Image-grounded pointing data
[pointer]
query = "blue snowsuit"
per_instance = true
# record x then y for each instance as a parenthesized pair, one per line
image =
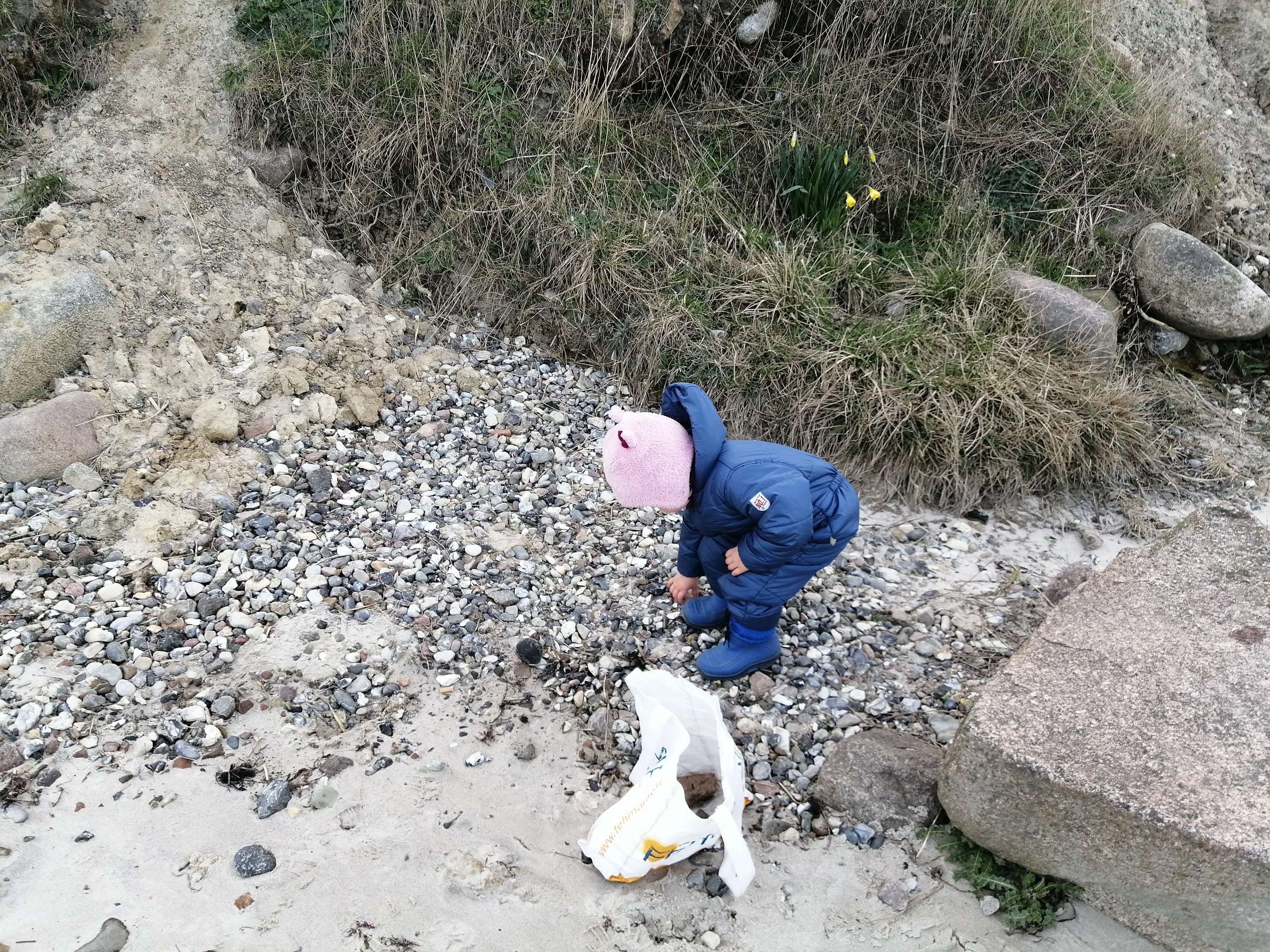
(788, 512)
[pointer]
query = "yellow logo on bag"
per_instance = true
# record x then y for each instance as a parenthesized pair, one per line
(656, 852)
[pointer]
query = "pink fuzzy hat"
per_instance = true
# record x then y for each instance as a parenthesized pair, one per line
(648, 461)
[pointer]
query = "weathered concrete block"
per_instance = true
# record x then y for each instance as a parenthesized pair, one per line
(40, 442)
(1191, 287)
(1126, 746)
(42, 329)
(1067, 318)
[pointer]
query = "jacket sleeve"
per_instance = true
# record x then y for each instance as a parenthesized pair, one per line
(689, 563)
(779, 498)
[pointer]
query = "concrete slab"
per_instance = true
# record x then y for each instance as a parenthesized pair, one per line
(1127, 746)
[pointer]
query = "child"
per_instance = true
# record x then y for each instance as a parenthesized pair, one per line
(760, 520)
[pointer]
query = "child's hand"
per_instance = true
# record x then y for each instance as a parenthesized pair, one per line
(683, 588)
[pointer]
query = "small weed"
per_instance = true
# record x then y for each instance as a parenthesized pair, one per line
(820, 184)
(1028, 901)
(41, 191)
(303, 26)
(234, 78)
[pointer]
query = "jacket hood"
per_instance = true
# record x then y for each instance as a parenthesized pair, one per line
(689, 405)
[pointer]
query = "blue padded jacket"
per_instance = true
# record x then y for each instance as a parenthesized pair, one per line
(772, 502)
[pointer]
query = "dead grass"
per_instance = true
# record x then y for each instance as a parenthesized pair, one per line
(54, 50)
(624, 205)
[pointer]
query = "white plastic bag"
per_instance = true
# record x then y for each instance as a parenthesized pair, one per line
(652, 826)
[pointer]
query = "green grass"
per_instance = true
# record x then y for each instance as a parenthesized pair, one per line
(642, 207)
(40, 191)
(1028, 901)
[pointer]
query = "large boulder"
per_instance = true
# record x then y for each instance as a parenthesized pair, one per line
(42, 329)
(1066, 318)
(883, 778)
(40, 442)
(1126, 748)
(1189, 286)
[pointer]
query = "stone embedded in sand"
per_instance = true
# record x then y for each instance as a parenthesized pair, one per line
(111, 937)
(10, 757)
(529, 651)
(1191, 287)
(40, 442)
(1146, 785)
(215, 420)
(1066, 318)
(525, 751)
(275, 167)
(255, 341)
(364, 404)
(83, 477)
(254, 861)
(882, 777)
(1069, 581)
(273, 799)
(1165, 341)
(44, 327)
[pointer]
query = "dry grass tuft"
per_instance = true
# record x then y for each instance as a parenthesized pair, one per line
(625, 205)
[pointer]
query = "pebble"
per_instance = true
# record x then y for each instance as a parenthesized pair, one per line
(273, 799)
(83, 477)
(111, 592)
(254, 861)
(529, 651)
(525, 751)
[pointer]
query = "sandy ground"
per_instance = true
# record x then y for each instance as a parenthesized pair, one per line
(461, 858)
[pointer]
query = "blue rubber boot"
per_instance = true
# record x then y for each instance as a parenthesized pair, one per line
(705, 612)
(743, 653)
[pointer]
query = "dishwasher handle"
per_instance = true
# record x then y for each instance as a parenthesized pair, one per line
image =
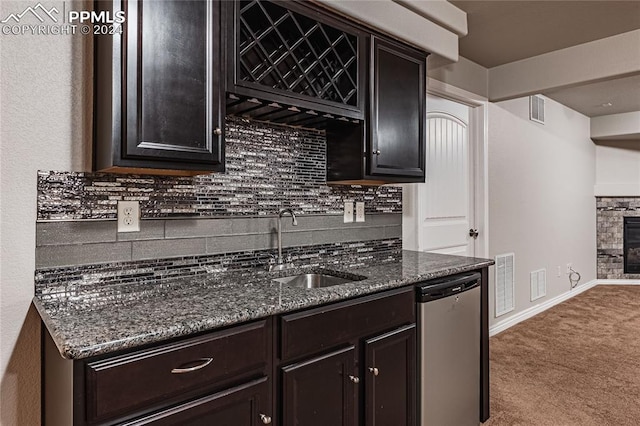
(437, 289)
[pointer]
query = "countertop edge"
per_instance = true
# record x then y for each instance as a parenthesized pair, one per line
(210, 324)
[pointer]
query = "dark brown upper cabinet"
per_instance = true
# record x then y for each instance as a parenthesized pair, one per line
(292, 63)
(159, 104)
(391, 146)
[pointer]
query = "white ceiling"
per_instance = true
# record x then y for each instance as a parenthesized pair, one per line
(502, 32)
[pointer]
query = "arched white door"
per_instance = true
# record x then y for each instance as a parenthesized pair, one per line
(445, 201)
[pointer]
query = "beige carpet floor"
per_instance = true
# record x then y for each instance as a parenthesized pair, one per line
(577, 363)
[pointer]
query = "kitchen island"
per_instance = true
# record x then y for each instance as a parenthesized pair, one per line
(90, 332)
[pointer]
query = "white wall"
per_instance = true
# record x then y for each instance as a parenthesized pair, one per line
(541, 203)
(617, 168)
(44, 125)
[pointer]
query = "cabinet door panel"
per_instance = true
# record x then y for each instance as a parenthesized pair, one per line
(169, 98)
(390, 378)
(319, 391)
(398, 110)
(243, 405)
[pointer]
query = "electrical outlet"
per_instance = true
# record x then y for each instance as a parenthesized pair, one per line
(348, 211)
(360, 211)
(128, 216)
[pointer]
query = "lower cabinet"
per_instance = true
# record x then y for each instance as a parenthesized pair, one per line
(360, 367)
(243, 405)
(321, 391)
(220, 378)
(390, 378)
(343, 364)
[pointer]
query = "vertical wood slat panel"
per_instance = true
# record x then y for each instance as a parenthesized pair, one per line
(447, 165)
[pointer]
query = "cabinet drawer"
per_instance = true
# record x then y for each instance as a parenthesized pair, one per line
(130, 382)
(321, 328)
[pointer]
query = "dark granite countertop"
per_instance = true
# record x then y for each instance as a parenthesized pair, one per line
(95, 324)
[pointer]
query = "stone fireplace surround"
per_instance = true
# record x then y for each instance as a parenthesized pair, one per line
(610, 214)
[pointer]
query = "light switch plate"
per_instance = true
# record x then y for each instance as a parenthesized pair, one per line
(128, 216)
(360, 211)
(348, 211)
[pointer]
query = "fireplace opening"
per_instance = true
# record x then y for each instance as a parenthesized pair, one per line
(632, 245)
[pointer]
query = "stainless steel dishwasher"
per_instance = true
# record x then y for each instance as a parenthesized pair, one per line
(449, 350)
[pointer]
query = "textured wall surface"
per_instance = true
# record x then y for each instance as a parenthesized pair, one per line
(611, 212)
(45, 117)
(541, 203)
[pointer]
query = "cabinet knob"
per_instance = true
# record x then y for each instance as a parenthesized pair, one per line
(265, 419)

Work instruction
Figure out how many lines of the data hold "stone", and answer with the number only.

Solution for this problem
2